Collected data entries
□ □ □ □

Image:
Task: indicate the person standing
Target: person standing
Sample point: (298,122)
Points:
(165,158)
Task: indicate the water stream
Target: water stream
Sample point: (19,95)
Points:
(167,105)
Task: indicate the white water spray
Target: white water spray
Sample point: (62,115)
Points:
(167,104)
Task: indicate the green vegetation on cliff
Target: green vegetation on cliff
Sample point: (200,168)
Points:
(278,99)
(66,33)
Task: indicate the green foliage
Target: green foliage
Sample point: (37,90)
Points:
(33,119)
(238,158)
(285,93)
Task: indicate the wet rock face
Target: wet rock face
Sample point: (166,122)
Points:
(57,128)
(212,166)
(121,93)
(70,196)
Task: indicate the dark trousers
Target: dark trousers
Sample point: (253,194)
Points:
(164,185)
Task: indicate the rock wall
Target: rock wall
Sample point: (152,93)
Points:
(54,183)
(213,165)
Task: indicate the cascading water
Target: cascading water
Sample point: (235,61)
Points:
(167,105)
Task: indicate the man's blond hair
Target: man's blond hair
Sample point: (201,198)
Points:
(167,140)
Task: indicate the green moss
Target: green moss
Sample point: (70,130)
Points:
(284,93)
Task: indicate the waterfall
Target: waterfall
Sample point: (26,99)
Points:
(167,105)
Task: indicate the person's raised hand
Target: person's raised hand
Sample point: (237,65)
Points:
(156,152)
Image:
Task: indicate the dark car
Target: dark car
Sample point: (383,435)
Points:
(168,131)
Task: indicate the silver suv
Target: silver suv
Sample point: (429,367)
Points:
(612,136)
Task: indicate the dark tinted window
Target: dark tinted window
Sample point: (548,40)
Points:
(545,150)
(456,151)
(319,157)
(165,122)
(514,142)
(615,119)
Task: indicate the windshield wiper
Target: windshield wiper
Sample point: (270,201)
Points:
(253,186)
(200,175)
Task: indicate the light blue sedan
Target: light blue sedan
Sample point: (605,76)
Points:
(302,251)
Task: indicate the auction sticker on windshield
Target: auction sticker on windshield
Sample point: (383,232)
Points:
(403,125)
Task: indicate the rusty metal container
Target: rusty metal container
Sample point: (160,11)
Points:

□ □ □ □

*Aim of the task*
Set down all of the entries above again, line for line, with no changes.

*Correct output*
Image:
Task: indicate the person standing
Target: person standing
Sample point: (298,122)
Points:
(165,158)
Task: indicate the water stream
Target: water stream
Sample point: (19,95)
Points:
(167,105)
Task: indicate the white water spray
Target: white water spray
Sample point: (62,115)
Points:
(167,104)
Task: indicate the green vegetation on cliff
Target: green vegetation on cliff
Sample point: (200,168)
Points:
(278,99)
(66,33)
Task: indicate the green foliage
Target: green foliage
Sample point: (37,90)
Points:
(33,119)
(238,158)
(285,93)
Task: indicate the wet rock face
Target: wet rock face
Sample point: (166,122)
Points:
(57,128)
(212,166)
(121,93)
(70,196)
Task: indicate the dark trousers
Target: dark trousers
Sample point: (253,194)
Points:
(164,185)
Task: indicate the rock wall
Target: rock wall
Sample point: (152,93)
Points:
(54,183)
(213,165)
Task: indicate the cascading water
Target: cascading water
Sample point: (235,61)
Points:
(167,105)
Task: indicate the man's blond hair
Target: man's blond hair
Sample point: (201,198)
Points:
(167,140)
Task: indicate the green moss
Target: green moss
Sample point: (70,130)
Points:
(284,93)
Task: indicate the waterfall
Target: waterfall
Sample point: (26,99)
Points:
(167,105)
Task: indicate the person's raised hand
Target: person's raised hand
Sample point: (237,65)
Points:
(156,152)
Image:
Task: indicate the dark car
Target: dark car
Sample point: (383,435)
Points:
(168,131)
Task: indicate the silver suv
Target: silver suv
Sample point: (429,367)
Points:
(612,136)
Task: indicate the dark tinted window
Target: dark tinted window
Sample point: (548,40)
Points:
(545,150)
(456,151)
(319,157)
(165,122)
(514,142)
(615,119)
Task: indicate the windshield wiper
Target: windshield wiper
Sample point: (270,201)
Points:
(253,186)
(200,175)
Task: indicate the light blue sedan
Target: light blue sedan
Sample point: (605,76)
Points:
(302,251)
Task: indicate the auction sticker on windshield
Target: auction sticker on windshield
Sample point: (383,232)
Points:
(403,125)
Task: indicate the rusty metal container
Target: rusty metal container
Sample point: (160,11)
Points:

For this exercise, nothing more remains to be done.